PROBLEM TO WORK ON ::
Hand back every line from the beginning of the data below through the line containing "Target: wispy cloud.", word for word and free of pictures.

(Extracted records)

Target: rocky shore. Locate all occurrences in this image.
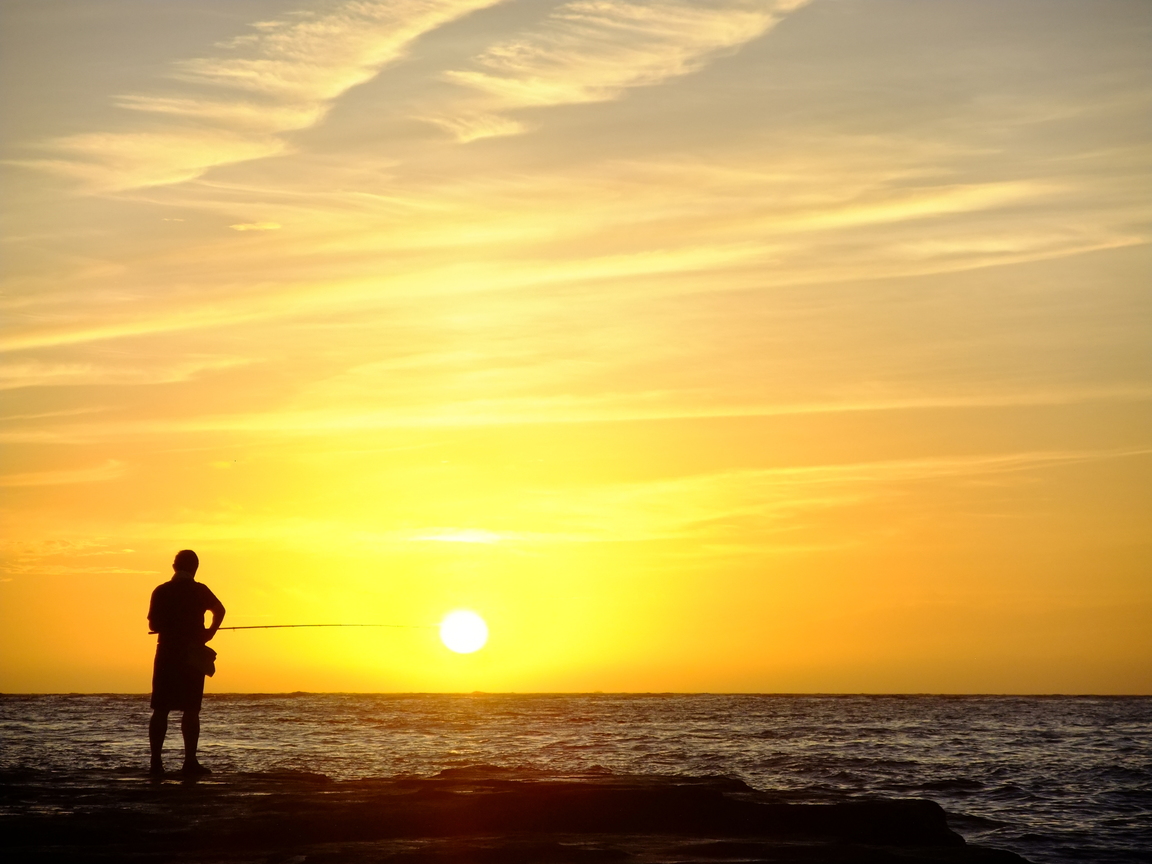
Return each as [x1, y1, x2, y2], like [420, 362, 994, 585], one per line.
[1, 766, 1030, 863]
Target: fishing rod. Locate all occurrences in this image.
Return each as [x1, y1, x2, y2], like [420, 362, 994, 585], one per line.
[218, 623, 436, 631]
[209, 614, 489, 651]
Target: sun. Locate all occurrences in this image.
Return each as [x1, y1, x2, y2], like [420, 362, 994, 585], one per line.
[439, 610, 489, 654]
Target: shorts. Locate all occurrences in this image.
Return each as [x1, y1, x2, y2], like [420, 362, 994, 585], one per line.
[150, 643, 205, 712]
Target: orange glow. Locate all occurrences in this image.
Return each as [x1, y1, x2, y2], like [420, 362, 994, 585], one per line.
[1, 0, 1150, 694]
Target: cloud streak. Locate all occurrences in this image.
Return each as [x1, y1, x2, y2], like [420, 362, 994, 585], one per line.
[3, 386, 1148, 445]
[435, 0, 810, 140]
[230, 222, 282, 232]
[0, 357, 250, 389]
[0, 460, 125, 488]
[24, 0, 503, 189]
[516, 447, 1152, 545]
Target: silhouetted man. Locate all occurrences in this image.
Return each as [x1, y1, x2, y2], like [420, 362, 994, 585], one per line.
[148, 549, 225, 775]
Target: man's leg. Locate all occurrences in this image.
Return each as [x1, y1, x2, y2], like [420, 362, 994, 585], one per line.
[148, 710, 169, 774]
[181, 710, 208, 773]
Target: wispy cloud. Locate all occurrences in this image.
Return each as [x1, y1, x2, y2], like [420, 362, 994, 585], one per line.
[516, 447, 1152, 545]
[0, 539, 153, 577]
[22, 0, 504, 189]
[4, 386, 1148, 445]
[14, 153, 1125, 356]
[0, 460, 125, 488]
[0, 357, 250, 390]
[230, 221, 282, 232]
[21, 130, 288, 191]
[433, 0, 810, 140]
[411, 528, 504, 543]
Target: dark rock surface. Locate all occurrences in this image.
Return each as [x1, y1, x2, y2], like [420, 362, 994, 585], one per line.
[0, 766, 1031, 863]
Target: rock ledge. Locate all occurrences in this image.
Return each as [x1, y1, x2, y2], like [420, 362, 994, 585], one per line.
[0, 767, 1031, 863]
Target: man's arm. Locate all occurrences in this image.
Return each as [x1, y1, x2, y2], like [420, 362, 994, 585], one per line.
[147, 587, 161, 634]
[204, 599, 226, 643]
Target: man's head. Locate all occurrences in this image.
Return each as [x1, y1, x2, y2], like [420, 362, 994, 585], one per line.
[173, 549, 199, 575]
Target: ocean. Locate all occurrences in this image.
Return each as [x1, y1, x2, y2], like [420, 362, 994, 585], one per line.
[0, 694, 1148, 863]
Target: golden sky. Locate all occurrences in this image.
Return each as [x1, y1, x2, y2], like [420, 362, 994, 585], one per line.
[1, 0, 1149, 694]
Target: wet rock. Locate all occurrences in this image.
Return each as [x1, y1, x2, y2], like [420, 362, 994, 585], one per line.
[0, 768, 1032, 863]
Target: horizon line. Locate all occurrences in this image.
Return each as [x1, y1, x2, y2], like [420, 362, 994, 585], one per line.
[3, 691, 1149, 698]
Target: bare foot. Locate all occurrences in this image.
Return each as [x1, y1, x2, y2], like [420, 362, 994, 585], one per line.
[148, 761, 164, 776]
[181, 761, 211, 776]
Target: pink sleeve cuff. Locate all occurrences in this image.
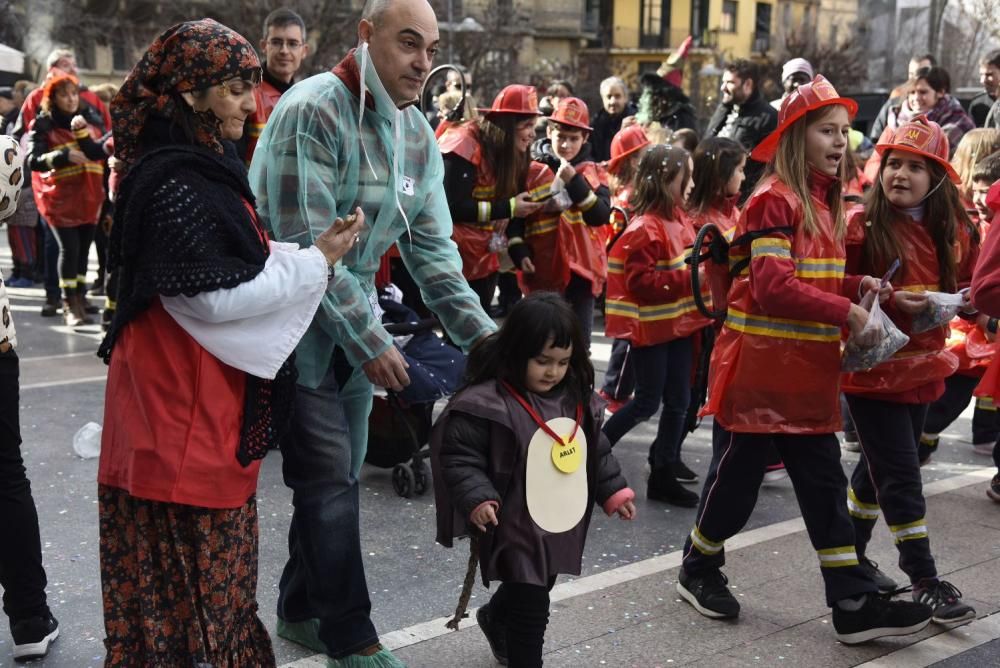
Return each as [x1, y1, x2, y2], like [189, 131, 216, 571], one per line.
[603, 487, 635, 516]
[469, 500, 499, 522]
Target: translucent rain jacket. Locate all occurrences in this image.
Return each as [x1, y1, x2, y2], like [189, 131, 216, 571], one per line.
[250, 47, 495, 388]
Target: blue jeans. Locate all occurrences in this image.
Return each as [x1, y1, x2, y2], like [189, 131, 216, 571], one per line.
[278, 355, 377, 658]
[603, 336, 693, 469]
[601, 338, 635, 400]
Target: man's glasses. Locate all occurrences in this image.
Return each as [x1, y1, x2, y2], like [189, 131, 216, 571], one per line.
[267, 38, 304, 51]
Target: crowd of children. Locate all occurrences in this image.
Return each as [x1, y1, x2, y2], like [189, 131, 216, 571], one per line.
[430, 74, 1000, 665]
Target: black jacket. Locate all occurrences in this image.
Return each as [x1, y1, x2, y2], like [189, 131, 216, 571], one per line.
[588, 102, 637, 162]
[706, 89, 777, 202]
[970, 92, 995, 128]
[705, 88, 778, 152]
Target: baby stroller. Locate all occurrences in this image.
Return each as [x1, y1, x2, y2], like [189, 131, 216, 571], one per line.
[365, 292, 466, 498]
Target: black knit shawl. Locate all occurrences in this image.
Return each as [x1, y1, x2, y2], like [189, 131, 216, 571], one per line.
[98, 143, 296, 466]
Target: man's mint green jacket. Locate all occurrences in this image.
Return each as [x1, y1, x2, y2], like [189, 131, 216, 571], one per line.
[250, 48, 495, 388]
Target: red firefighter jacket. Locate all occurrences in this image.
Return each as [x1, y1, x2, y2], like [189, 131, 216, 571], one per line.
[842, 208, 977, 403]
[704, 170, 863, 434]
[605, 207, 711, 346]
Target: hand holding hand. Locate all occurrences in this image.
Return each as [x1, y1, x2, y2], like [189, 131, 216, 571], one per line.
[616, 500, 636, 520]
[513, 192, 543, 217]
[362, 345, 410, 391]
[471, 503, 499, 532]
[315, 208, 365, 266]
[520, 257, 536, 274]
[893, 290, 929, 315]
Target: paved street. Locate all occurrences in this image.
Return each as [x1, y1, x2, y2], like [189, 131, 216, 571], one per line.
[2, 240, 998, 667]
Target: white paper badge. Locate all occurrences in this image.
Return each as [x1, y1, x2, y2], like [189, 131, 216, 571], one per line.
[525, 416, 588, 534]
[399, 175, 415, 196]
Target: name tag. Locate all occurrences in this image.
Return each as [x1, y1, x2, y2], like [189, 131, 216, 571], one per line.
[399, 175, 415, 197]
[368, 290, 384, 320]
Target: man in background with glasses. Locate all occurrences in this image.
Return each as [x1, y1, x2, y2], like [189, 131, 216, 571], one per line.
[242, 7, 310, 163]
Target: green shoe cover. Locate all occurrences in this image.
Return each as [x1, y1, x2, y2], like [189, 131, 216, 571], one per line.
[276, 617, 325, 654]
[327, 646, 406, 668]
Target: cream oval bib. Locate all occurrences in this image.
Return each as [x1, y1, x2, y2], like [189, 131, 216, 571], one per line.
[525, 416, 588, 534]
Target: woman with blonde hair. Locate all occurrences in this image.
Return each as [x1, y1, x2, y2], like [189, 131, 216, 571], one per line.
[951, 128, 1000, 201]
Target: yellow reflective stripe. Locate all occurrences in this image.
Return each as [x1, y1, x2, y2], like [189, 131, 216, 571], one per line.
[723, 227, 737, 242]
[608, 258, 624, 274]
[578, 190, 598, 212]
[976, 396, 997, 411]
[847, 487, 880, 520]
[526, 218, 559, 237]
[472, 185, 495, 199]
[49, 140, 77, 152]
[795, 257, 845, 279]
[477, 201, 492, 224]
[50, 163, 104, 179]
[528, 183, 551, 199]
[817, 546, 859, 567]
[750, 236, 792, 260]
[58, 279, 78, 288]
[562, 209, 586, 225]
[690, 527, 724, 555]
[725, 308, 840, 342]
[655, 250, 690, 272]
[889, 519, 928, 543]
[105, 298, 116, 309]
[898, 283, 940, 293]
[248, 123, 265, 139]
[605, 297, 700, 322]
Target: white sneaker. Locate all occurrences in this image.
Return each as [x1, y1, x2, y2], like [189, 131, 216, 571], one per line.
[762, 468, 788, 484]
[973, 442, 994, 457]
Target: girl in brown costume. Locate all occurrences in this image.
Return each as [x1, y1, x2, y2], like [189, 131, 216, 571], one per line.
[432, 292, 636, 667]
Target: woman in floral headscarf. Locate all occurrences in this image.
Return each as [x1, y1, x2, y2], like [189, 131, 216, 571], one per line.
[97, 19, 363, 667]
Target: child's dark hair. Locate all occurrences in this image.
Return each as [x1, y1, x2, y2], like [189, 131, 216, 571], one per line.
[972, 149, 1000, 185]
[863, 149, 974, 292]
[464, 292, 594, 405]
[688, 136, 746, 214]
[630, 144, 691, 218]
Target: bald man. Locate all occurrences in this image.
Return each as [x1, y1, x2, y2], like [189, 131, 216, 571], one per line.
[250, 0, 495, 664]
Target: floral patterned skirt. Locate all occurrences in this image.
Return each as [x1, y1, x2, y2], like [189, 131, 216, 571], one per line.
[98, 484, 275, 667]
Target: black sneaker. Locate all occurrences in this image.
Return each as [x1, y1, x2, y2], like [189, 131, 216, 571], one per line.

REPLY ::
Target: rocky shore. Locate all occurrences in this image.
Return each as [x1, y1, x2, y2], like [420, 362, 994, 585], one per line.
[1, 766, 1030, 863]
Target: fishing rod. Locate all occurrences in this image.
Return each as [x1, y1, x2, y2], like [420, 362, 994, 585], one per line.
[218, 623, 436, 631]
[209, 614, 489, 651]
Target: sun. Locate all occurrences in this image.
Return each as [x1, y1, x2, y2], like [420, 362, 994, 585], one per line.
[439, 610, 489, 654]
Target: shorts. Locate all occurrences in this image.
Return each as [x1, y1, x2, y2], like [420, 362, 994, 585], one per line.
[150, 643, 205, 712]
Target: orange glow. Locate all occurrences in this image.
Return each as [x1, y1, x2, y2], like [420, 362, 994, 585], one per line.
[1, 0, 1150, 694]
Target: cloud streak. Locate all occurrences in this image.
Return each as [x1, y1, x2, y2], like [420, 362, 994, 585], one per line.
[3, 386, 1148, 445]
[435, 0, 810, 140]
[230, 222, 282, 232]
[0, 357, 250, 389]
[0, 460, 125, 488]
[24, 0, 503, 189]
[516, 447, 1152, 545]
Target: silhouetted man. Locate all occurrences in this image.
Return each as [x1, y1, x2, y2], like [420, 362, 994, 585], one per line.
[148, 549, 225, 775]
Target: man's leg. Locate all occurrences in this image.
Return each as [x1, y1, x2, y2], like [420, 362, 994, 585], one per line.
[148, 710, 169, 774]
[181, 710, 208, 773]
Target: wispy cloud. Locate all occurrences in this image.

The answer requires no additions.